• _INFORMATION GIVEN_:
>>>

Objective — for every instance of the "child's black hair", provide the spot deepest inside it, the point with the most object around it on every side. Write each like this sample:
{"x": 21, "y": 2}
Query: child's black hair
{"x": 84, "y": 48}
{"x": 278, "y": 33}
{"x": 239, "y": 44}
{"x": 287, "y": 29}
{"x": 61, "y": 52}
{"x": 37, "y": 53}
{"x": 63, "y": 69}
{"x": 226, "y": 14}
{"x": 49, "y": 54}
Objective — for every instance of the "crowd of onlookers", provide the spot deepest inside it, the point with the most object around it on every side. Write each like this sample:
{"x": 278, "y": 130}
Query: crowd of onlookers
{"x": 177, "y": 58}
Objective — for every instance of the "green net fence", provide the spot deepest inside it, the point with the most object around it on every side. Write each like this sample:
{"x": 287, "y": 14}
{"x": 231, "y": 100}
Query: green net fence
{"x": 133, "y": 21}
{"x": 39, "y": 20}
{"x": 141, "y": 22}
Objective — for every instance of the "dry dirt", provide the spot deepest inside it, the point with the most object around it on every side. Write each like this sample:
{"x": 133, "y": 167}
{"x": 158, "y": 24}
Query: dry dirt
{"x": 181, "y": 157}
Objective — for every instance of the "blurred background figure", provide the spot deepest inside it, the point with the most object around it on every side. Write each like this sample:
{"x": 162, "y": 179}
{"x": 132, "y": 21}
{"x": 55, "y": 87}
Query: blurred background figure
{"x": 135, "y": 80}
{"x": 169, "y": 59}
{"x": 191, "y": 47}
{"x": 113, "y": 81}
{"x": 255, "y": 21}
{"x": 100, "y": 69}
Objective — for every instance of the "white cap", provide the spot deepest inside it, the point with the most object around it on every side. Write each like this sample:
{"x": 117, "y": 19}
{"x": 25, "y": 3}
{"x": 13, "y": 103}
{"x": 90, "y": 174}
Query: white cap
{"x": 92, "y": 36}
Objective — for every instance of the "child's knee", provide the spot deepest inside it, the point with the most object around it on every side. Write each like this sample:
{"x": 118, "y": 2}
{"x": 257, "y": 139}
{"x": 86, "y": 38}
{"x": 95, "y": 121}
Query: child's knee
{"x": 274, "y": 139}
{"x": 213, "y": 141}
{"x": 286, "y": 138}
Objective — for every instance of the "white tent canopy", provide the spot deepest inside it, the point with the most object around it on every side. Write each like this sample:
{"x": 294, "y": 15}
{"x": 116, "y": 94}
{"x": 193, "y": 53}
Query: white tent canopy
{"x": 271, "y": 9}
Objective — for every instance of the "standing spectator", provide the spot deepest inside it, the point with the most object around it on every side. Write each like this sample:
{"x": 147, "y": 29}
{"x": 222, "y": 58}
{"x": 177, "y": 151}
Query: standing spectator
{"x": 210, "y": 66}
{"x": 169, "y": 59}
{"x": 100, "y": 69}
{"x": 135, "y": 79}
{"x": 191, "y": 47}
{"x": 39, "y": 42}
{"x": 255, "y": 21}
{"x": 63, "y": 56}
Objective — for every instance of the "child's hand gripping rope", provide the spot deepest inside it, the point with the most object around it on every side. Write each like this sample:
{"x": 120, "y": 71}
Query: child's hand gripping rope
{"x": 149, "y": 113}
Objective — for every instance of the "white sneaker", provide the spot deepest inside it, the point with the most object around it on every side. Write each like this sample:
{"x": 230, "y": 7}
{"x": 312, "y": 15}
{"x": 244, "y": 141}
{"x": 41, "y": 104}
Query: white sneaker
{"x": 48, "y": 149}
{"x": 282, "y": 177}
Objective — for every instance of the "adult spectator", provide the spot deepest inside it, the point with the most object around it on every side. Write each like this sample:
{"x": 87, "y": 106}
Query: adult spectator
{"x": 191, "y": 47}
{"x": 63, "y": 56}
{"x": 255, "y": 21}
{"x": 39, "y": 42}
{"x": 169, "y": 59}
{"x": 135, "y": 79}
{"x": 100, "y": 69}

<<<

• _GIVEN TASK_: Retype the whole listing, matching it exactly.

• _FULL SOLUTION_:
Objective — for every instance of the "child's black hair", provide the spot deepest inside it, the point with the most object around it on every side. Write each like this sample:
{"x": 21, "y": 2}
Query: child's black hair
{"x": 84, "y": 48}
{"x": 278, "y": 33}
{"x": 239, "y": 44}
{"x": 287, "y": 29}
{"x": 61, "y": 52}
{"x": 37, "y": 53}
{"x": 63, "y": 69}
{"x": 226, "y": 14}
{"x": 49, "y": 54}
Objective — for every instance of the "crowd of onlookers", provide the spot deepest inside it, the point with the most object around it on every side. Write each like this sample:
{"x": 278, "y": 130}
Query: crowd of onlookers
{"x": 177, "y": 58}
Objective — for every instance of the "green net fence", provide the spot deepest inside it, the point with the most object around it on every side. Write each like this sample:
{"x": 287, "y": 14}
{"x": 231, "y": 100}
Query: green net fence
{"x": 133, "y": 21}
{"x": 39, "y": 20}
{"x": 141, "y": 22}
Objective — for every instance of the "dry dirt", provide the spot deepest inside it, the point with the most object around it on every side. Write each like this sample:
{"x": 133, "y": 167}
{"x": 158, "y": 24}
Query: dry dirt
{"x": 181, "y": 157}
Objective — for every instance of the "blurred background figure", provide the spot deepest inside it, the point with the most object around it on every side. Write each like this sample:
{"x": 162, "y": 179}
{"x": 132, "y": 21}
{"x": 55, "y": 87}
Query: blurred background figure
{"x": 135, "y": 80}
{"x": 169, "y": 59}
{"x": 191, "y": 47}
{"x": 113, "y": 81}
{"x": 255, "y": 21}
{"x": 100, "y": 69}
Objective — for every instance of the "white cap", provide the spot deepest inside it, the point with the most object around it on every side. Write each like this sample:
{"x": 117, "y": 19}
{"x": 25, "y": 3}
{"x": 13, "y": 103}
{"x": 90, "y": 174}
Query: white cap
{"x": 92, "y": 36}
Objective — for every instance of the "child's knee", provide the spot deepest inside it, the point with the most object around it on every side. Write each like this sample:
{"x": 118, "y": 2}
{"x": 257, "y": 139}
{"x": 86, "y": 38}
{"x": 95, "y": 121}
Query: child's knee
{"x": 274, "y": 139}
{"x": 213, "y": 141}
{"x": 286, "y": 138}
Objective — for every instance of the "white tent canopy", provide the spot deepest inside it, the point with the most object around it on every side. Write each like this sample:
{"x": 294, "y": 15}
{"x": 116, "y": 94}
{"x": 193, "y": 53}
Query: white tent canopy
{"x": 271, "y": 9}
Objective — for every instance of the "standing spectator", provide the spot deepest inside it, the point with the most object around it on every side. Write each like this sample:
{"x": 147, "y": 29}
{"x": 222, "y": 58}
{"x": 177, "y": 151}
Query: standing spectator
{"x": 210, "y": 66}
{"x": 169, "y": 59}
{"x": 100, "y": 69}
{"x": 135, "y": 79}
{"x": 191, "y": 47}
{"x": 39, "y": 42}
{"x": 255, "y": 21}
{"x": 63, "y": 56}
Objective — for every instance of the "child's hand gripping rope", provide the spot deepest inside it, the point with the most object around it on every side. Write each like this sample:
{"x": 120, "y": 71}
Query: child's hand gripping rope
{"x": 149, "y": 113}
Objective — for every instance of the "white sneaker", provide the spot deepest inside it, the point with the most object around it on every side. Write each like this sample:
{"x": 230, "y": 7}
{"x": 312, "y": 15}
{"x": 244, "y": 141}
{"x": 41, "y": 104}
Query: white sneaker
{"x": 48, "y": 149}
{"x": 282, "y": 177}
Objective — for every instance of the "adult spectator", provide the spot deepest inside it, the point with the most object around it on every side. Write each like this sample:
{"x": 87, "y": 106}
Query: adult spectator
{"x": 191, "y": 47}
{"x": 63, "y": 56}
{"x": 255, "y": 21}
{"x": 39, "y": 42}
{"x": 169, "y": 59}
{"x": 135, "y": 79}
{"x": 100, "y": 69}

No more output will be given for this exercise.